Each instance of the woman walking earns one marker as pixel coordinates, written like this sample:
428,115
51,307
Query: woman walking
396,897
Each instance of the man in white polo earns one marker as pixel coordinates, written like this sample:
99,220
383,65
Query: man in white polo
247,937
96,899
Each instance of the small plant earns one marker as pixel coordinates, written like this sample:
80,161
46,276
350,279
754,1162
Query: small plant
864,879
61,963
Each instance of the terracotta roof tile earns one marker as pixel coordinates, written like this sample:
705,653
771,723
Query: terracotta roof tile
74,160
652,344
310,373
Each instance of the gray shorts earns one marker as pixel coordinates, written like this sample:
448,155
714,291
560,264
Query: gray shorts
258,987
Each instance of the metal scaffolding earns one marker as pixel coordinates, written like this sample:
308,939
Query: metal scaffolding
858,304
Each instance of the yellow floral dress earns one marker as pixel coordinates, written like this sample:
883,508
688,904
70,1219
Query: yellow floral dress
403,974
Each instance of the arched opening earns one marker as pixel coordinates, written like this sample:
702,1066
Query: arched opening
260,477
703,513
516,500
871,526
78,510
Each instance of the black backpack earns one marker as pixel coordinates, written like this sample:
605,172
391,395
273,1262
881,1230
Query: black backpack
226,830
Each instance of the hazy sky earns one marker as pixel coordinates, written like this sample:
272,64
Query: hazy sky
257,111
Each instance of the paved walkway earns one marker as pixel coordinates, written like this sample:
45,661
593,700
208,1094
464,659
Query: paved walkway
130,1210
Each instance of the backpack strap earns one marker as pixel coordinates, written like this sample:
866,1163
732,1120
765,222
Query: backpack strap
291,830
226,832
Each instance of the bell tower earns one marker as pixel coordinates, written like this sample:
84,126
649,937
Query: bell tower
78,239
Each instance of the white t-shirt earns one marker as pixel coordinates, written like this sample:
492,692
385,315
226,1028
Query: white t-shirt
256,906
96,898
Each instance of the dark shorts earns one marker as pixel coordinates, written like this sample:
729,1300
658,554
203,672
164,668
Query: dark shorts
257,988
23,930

-------

### Written request
Copy the material above again, requests included, starting at the line containing "Each instance of the white" and running through its last line. Shift every coordinate in the answers by -46, and leave the requests and their sample coordinates unchanged.

### Task result
Each instance of the white t-shirt earns one marker as pixel coordinates, written like this sample:
492,692
385,315
226,1028
Query: white t-shirt
210,860
50,852
Each instance of the dark shorts earns one marker as pixel coordinates, written like this sample:
729,1300
658,554
203,672
164,668
Query: dark shorts
211,942
-23,884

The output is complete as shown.